*** Opening of Material shown ***
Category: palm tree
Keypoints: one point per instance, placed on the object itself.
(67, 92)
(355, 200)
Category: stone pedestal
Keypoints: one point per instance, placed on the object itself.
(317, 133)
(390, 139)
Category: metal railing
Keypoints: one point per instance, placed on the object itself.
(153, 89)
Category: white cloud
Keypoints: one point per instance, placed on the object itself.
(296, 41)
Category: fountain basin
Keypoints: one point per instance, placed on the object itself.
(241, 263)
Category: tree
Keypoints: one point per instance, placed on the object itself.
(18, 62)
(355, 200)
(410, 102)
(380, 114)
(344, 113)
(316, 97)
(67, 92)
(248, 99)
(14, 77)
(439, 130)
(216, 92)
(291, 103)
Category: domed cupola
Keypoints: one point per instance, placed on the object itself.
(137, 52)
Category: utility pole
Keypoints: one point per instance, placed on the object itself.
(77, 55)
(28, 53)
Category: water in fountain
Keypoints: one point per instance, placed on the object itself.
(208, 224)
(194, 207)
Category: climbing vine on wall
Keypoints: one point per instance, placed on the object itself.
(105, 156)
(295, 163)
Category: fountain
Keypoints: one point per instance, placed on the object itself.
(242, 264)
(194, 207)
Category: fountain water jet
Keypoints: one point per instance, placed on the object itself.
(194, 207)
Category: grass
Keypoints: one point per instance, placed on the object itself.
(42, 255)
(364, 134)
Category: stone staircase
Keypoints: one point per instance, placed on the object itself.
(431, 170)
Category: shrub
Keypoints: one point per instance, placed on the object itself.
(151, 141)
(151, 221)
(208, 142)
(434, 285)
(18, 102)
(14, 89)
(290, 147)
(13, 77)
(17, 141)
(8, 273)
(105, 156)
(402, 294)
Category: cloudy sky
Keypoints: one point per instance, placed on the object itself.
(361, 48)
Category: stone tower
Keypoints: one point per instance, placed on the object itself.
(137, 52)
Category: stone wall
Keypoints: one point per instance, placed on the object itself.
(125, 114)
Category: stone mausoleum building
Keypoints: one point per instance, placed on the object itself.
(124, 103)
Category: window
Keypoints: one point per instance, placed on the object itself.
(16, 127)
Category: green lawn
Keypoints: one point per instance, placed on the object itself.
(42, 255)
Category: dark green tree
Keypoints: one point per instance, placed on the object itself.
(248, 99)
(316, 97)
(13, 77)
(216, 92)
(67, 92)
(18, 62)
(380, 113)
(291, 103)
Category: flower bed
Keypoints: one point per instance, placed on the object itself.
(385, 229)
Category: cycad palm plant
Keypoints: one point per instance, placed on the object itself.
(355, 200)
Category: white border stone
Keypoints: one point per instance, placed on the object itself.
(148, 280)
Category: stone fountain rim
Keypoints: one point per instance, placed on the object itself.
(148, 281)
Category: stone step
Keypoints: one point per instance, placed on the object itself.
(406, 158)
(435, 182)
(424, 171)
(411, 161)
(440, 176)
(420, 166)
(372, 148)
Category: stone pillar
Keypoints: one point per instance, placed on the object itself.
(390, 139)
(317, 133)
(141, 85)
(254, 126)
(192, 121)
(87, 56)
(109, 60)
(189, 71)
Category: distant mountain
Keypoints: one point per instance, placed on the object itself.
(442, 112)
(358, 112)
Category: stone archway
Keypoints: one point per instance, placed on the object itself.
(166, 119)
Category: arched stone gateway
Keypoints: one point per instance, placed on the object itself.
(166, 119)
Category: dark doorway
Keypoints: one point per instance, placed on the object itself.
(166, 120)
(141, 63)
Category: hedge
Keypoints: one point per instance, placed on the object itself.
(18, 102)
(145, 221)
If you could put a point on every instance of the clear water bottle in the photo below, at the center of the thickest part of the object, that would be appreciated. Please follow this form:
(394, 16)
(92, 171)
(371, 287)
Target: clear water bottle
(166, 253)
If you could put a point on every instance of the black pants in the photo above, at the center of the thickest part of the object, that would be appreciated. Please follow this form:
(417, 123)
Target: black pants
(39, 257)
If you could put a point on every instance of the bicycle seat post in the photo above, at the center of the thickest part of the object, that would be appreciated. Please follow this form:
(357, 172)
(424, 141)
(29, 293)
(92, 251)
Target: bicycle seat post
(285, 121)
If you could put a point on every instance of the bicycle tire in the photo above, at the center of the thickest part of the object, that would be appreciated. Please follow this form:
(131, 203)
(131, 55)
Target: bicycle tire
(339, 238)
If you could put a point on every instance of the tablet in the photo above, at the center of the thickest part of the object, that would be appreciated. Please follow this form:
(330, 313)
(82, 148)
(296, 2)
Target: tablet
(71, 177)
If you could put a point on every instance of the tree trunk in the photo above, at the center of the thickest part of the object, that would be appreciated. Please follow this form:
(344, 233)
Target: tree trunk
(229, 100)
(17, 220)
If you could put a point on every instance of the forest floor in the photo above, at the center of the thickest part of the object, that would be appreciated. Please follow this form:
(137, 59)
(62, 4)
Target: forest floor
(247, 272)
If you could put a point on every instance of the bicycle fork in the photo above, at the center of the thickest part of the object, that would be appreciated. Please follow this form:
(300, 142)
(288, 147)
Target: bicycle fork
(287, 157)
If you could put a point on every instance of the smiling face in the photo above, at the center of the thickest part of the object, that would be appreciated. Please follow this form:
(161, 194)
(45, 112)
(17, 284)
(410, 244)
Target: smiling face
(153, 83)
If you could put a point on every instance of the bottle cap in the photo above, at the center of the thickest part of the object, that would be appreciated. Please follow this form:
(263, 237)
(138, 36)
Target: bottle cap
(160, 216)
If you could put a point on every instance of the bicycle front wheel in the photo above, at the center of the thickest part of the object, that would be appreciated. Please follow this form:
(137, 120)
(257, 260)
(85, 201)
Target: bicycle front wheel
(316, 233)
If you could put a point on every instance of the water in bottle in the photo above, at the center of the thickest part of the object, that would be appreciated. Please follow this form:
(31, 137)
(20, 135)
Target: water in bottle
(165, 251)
*** Close of Material shown ***
■ Directions for this task
Show me every line in the data above that includes "green".

■ Exercise output
Category: green lawn
Category: dark green tree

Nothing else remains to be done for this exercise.